DATA TO USE
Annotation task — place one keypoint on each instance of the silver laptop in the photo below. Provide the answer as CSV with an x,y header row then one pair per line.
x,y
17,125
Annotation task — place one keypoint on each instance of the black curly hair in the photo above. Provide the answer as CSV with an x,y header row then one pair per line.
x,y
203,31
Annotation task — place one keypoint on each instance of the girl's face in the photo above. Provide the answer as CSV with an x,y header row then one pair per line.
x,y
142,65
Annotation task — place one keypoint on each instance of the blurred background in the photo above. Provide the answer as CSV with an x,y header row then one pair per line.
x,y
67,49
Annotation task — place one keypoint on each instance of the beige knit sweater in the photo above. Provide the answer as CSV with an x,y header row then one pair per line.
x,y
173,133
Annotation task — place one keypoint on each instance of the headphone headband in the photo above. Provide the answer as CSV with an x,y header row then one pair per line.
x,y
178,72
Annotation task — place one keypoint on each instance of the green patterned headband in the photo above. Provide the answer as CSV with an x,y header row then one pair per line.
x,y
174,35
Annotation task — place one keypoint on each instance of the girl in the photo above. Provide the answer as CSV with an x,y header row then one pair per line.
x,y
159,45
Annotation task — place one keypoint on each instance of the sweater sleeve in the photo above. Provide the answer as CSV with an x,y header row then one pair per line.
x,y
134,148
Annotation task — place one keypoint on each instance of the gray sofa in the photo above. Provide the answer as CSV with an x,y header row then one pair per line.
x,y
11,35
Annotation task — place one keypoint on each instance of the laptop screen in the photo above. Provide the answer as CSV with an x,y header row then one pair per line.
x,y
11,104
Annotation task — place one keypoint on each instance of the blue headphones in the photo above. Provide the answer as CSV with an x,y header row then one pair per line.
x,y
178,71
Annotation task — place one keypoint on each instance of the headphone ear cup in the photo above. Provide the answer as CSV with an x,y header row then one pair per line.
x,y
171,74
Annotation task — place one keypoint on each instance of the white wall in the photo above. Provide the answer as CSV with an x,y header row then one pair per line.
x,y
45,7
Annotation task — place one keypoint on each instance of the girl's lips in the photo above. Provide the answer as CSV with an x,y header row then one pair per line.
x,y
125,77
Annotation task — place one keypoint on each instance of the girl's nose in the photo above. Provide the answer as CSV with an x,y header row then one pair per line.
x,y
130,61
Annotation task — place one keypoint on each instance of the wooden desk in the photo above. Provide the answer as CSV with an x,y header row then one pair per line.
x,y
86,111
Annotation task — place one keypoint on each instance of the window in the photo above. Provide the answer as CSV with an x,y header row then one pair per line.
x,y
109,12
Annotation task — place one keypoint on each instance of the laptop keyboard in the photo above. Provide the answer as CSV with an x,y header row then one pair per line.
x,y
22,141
* * *
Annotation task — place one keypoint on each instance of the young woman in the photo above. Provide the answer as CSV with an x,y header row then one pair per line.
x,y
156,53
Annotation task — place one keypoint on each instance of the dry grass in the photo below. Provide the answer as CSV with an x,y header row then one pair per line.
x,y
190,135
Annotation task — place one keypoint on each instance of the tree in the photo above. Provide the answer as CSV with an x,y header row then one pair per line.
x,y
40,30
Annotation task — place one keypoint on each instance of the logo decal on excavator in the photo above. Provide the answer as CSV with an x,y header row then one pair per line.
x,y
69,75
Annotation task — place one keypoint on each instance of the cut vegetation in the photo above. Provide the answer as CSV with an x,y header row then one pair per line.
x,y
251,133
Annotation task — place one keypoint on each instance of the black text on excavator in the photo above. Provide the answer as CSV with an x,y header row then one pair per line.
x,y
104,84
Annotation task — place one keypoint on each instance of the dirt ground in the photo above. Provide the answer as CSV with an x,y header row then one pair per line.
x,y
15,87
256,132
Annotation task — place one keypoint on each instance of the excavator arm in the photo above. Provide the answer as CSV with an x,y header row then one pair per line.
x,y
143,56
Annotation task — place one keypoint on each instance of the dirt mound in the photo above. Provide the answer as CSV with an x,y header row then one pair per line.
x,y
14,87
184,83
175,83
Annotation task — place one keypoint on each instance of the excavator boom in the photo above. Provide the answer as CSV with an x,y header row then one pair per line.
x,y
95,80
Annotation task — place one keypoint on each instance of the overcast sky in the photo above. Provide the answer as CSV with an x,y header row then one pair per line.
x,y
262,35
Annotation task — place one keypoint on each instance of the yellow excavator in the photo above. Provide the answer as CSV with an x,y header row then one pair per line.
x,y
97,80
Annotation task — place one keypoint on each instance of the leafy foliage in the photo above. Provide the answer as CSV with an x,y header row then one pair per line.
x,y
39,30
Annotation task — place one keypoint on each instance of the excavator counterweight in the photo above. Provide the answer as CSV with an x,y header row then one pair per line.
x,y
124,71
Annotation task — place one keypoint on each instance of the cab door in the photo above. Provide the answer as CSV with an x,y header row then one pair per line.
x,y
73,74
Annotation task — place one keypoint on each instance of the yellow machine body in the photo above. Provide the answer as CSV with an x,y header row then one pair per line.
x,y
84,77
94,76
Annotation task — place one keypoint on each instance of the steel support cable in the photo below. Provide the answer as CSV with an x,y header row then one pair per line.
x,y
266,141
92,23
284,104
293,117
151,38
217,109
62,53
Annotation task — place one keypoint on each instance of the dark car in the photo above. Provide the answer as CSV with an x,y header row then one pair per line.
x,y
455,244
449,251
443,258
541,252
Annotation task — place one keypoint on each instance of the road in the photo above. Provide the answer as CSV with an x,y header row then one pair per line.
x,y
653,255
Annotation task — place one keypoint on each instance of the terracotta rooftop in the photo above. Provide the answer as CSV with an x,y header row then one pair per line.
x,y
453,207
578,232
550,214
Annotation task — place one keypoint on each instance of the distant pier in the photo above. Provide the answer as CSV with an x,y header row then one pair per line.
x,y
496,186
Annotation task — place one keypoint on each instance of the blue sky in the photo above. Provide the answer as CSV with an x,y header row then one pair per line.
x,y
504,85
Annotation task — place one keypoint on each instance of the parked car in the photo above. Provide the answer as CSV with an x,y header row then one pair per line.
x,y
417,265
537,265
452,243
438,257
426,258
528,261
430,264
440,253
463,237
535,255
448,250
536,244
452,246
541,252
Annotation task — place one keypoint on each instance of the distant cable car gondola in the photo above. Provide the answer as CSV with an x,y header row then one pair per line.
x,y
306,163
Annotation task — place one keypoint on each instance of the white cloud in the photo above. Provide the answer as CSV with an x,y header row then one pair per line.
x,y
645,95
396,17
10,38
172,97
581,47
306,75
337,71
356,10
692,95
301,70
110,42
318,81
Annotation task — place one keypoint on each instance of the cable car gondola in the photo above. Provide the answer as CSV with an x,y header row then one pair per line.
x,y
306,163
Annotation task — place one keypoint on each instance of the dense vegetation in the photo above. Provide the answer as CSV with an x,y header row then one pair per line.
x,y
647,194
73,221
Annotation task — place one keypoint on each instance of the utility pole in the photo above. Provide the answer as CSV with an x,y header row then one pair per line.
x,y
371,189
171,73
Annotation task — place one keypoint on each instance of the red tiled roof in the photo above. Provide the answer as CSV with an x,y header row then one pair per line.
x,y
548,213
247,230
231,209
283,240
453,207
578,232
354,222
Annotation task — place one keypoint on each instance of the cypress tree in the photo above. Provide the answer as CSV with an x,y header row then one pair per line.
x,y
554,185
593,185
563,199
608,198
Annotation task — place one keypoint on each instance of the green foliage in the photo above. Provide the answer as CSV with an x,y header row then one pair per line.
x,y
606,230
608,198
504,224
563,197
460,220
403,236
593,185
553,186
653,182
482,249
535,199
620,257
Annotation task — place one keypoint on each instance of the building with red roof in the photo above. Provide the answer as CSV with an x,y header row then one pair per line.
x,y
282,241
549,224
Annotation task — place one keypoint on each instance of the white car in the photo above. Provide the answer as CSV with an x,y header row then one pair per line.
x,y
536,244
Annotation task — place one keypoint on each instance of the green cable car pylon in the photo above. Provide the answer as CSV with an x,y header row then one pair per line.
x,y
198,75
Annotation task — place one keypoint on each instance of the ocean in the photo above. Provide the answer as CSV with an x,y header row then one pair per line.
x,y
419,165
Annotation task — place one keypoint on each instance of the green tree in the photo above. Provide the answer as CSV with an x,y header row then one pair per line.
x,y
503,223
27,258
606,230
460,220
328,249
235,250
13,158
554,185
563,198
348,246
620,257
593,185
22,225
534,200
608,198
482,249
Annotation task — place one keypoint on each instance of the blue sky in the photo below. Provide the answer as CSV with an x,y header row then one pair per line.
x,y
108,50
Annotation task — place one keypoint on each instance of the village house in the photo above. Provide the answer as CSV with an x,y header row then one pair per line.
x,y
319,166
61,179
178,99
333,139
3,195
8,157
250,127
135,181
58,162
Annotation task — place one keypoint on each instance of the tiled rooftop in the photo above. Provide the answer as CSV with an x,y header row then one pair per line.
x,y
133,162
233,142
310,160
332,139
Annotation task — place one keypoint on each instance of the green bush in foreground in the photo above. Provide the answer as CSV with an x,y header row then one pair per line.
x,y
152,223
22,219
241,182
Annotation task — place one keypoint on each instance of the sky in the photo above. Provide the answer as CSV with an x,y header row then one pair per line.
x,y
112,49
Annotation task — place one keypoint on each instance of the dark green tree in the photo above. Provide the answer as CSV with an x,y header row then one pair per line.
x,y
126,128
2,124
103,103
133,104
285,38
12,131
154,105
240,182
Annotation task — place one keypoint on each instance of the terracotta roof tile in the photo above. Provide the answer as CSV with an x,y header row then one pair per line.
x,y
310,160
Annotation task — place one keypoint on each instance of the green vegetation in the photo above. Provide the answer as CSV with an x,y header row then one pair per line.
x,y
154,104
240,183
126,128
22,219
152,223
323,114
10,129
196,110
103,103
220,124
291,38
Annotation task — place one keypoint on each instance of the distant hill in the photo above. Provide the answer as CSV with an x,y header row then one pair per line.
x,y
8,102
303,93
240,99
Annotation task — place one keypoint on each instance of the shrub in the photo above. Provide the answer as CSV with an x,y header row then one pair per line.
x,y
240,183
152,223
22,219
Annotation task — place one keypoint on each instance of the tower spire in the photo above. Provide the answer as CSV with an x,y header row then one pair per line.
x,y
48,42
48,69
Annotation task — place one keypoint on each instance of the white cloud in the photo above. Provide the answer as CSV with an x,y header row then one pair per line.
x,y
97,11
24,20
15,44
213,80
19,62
==
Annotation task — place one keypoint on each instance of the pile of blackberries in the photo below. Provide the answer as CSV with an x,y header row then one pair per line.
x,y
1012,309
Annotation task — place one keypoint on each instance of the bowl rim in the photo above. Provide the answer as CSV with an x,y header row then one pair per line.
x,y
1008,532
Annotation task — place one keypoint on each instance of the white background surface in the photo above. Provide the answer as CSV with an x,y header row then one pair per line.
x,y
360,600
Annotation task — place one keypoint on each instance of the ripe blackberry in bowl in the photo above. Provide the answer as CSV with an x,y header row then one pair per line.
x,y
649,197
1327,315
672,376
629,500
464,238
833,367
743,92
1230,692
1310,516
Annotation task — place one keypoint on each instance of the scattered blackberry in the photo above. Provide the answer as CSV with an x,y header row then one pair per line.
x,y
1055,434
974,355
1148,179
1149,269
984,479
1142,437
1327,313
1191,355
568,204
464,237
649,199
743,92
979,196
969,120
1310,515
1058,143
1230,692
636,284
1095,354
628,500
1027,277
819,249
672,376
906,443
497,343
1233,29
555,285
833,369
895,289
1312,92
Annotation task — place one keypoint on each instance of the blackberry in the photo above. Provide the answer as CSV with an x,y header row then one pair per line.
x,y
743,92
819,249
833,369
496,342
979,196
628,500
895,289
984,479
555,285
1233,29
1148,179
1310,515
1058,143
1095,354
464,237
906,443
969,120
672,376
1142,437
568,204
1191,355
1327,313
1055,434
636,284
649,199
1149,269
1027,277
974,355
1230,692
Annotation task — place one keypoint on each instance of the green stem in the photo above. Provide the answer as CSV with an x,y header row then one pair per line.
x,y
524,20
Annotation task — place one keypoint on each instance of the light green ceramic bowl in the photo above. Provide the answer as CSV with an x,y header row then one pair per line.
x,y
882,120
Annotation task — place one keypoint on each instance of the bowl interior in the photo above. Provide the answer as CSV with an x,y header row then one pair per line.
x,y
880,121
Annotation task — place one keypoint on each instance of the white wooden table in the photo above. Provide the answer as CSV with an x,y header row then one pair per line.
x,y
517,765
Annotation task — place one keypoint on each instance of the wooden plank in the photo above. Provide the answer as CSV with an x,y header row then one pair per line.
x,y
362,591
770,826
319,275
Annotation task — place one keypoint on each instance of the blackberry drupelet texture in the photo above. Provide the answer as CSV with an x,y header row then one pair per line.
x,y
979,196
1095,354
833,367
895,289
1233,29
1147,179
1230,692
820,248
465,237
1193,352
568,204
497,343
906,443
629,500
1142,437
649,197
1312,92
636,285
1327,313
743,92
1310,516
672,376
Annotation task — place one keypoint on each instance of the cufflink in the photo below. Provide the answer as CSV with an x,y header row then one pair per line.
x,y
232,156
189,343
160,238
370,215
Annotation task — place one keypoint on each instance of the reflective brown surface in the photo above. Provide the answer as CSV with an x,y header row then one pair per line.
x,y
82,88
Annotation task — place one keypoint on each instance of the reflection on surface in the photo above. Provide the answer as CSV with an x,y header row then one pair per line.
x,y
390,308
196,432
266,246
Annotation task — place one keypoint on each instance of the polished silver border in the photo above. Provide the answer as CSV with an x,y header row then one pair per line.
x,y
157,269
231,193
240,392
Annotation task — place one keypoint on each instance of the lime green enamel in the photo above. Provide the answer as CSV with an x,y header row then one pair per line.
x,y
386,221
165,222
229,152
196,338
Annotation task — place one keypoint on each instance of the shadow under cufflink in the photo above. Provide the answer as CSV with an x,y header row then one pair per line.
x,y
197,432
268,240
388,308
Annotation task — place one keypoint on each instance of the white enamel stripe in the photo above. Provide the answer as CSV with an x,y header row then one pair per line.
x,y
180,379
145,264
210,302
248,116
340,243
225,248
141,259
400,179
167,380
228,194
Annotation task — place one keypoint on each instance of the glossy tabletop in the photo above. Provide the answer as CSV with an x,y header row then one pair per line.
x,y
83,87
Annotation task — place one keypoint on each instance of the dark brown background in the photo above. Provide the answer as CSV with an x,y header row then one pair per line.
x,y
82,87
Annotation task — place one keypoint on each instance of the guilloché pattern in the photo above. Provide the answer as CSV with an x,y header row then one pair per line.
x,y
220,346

EXERCISE AIM
Locate every line in the data above that contains the word "enamel" and copy each of those lines. Case counts.

SOLUTION
Annotation task — place one keypoint on each instance of the lime green enamel in the photo above. Provide the answer as CSV with an x,y header row then one pair per line.
Annotation task — place one keypoint on each instance of the white enamel stripe in the photo above. Provide the answer as CSV with an x,y header row then one pair per line.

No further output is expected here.